━━━━━ Task input ━━━━━

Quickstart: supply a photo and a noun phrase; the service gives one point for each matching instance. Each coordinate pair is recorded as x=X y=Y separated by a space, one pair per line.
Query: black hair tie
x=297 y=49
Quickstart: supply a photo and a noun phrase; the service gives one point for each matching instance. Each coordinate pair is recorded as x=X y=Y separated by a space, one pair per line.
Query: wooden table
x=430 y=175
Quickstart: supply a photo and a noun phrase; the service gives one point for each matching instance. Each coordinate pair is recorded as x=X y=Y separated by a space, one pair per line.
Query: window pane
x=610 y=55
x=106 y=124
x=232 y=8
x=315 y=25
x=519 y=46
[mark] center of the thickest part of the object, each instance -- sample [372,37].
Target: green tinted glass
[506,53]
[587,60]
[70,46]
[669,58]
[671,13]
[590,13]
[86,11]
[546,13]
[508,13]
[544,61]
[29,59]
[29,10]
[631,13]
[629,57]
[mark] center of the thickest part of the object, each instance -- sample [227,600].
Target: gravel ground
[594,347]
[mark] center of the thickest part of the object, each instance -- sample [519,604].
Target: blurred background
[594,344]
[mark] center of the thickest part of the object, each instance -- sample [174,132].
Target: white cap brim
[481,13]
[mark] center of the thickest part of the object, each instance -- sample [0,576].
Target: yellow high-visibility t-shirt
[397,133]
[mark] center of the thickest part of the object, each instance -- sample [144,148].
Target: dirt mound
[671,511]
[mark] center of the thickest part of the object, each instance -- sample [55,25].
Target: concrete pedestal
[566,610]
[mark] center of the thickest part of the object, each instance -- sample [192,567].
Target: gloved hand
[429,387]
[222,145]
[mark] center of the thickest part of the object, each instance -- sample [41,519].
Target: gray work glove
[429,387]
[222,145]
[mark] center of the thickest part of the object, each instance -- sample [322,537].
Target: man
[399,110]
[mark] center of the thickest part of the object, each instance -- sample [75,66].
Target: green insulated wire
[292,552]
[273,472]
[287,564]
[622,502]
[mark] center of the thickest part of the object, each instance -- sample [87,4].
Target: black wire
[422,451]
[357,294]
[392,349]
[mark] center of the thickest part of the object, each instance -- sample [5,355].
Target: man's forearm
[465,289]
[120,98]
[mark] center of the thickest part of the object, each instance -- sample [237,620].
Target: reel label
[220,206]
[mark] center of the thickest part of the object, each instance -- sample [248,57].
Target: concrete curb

━━━━━

Rewrite the rows from the line holding "-- sample [248,57]." through the end of the rows, inclusive, changing "concrete curb" to "stone curb" and leaving everything else as it is.

[The result]
[mark] center of the thickest part of the object, each instance -- sample [248,57].
Target: stone curb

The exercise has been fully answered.